Exercise instructions => I would like you to print all the records below exactly as they are.

Records for this task =>
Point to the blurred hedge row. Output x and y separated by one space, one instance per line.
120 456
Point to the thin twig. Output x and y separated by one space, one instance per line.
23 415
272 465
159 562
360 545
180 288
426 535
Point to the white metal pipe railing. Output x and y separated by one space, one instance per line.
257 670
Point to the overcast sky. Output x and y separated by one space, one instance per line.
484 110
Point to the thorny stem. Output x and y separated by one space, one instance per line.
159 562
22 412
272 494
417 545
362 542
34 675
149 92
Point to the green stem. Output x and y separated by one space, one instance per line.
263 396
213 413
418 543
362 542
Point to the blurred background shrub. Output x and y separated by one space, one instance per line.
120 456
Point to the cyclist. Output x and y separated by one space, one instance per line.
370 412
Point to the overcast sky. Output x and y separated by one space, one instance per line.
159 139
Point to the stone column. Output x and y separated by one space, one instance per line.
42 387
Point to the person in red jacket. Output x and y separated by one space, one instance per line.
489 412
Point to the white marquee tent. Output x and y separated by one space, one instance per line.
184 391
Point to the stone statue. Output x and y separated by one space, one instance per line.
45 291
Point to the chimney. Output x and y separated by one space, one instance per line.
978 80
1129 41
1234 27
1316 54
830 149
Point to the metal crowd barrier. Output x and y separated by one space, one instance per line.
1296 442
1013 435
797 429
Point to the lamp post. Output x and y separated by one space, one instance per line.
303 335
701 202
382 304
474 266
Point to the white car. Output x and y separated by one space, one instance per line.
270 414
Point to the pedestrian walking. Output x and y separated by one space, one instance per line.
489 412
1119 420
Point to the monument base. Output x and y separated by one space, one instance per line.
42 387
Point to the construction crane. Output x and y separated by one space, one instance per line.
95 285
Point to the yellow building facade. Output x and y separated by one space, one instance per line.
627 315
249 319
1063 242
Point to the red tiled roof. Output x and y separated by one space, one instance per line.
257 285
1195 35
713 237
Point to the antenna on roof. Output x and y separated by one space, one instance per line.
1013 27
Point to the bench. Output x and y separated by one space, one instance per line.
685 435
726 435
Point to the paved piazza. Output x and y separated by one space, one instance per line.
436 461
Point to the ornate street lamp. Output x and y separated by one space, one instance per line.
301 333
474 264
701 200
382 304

Expected answer =>
Point to the blurred hedge row. Output x and y separated by one space, one instance per line.
120 456
Point to the thin twig. Output x and y separated by one space, one instance per line.
23 415
272 465
159 562
360 545
180 288
426 535
Point to the white metal pipe railing. Output x and y separated by one space, one instance per line.
257 670
Point to the overcast sky. Output x and y separated by one space, one instance per line.
484 110
Point to the thorny stem. Output x and y separated by one space, one instance per line.
159 562
22 412
272 494
417 545
362 542
34 675
149 92
Point to the green stem. Output x and y separated by one space, one instance per line.
263 396
213 413
418 543
362 542
Point to the blurred background shrub. Output x and y separated by one space, one instance per line.
120 456
Point to the cyclist. Output x and y separated by one space, one instance per line.
370 412
Point to the overcast sky. Output x and y separated by one space, one instance per line.
159 139
Point to the stone column. Output x and y separated by one space, one instance per line.
42 387
Point to the person in red jacket. Output x and y separated by one space, one instance per line.
489 412
Point to the white marquee tent. Output x and y separated by one space, one instance per line.
184 391
Point to the stone statue. Output x and y separated by one space, one instance per line.
45 291
Point to the chimney. Output x and y separated by one space, one instance per line.
978 80
1129 41
1234 27
1316 54
830 149
Point to the metal crowd barrier. Output x and y separated by one space, one instance per line.
1296 442
1013 435
797 429
Point to the lamp post. Output x and y separated by one space, one instance per line.
303 335
701 202
382 304
474 266
Point to the white car. Output x and y separated by one space, one instance per line.
270 414
Point to the pedestrian walking. Output x and y separated by one space, one instance per line.
489 412
1119 420
Point to the monument base. Output x and y separated by one space, one instance per line.
42 387
Point to the construction crane. Output x and y separated by one space, one instance per line.
95 285
Point to the yellow building facade. Output x and y separated by one space, one instance per line.
627 315
249 319
1063 242
Point to the red tiled roof. Output x and y separated by one space, one instance per line.
257 285
1195 35
713 237
Point to the antenna on roof. Output x and y separated by one space, one instance per line.
1013 27
Point to the bench. Output x and y separated by one space, one instance per line.
685 435
726 435
Point to the paved piazza. Output x and y separated by one space, one instance per line.
436 461
Point to the ornate street lamp. Output x and y separated by one space, one instance per line.
301 333
474 264
701 200
382 304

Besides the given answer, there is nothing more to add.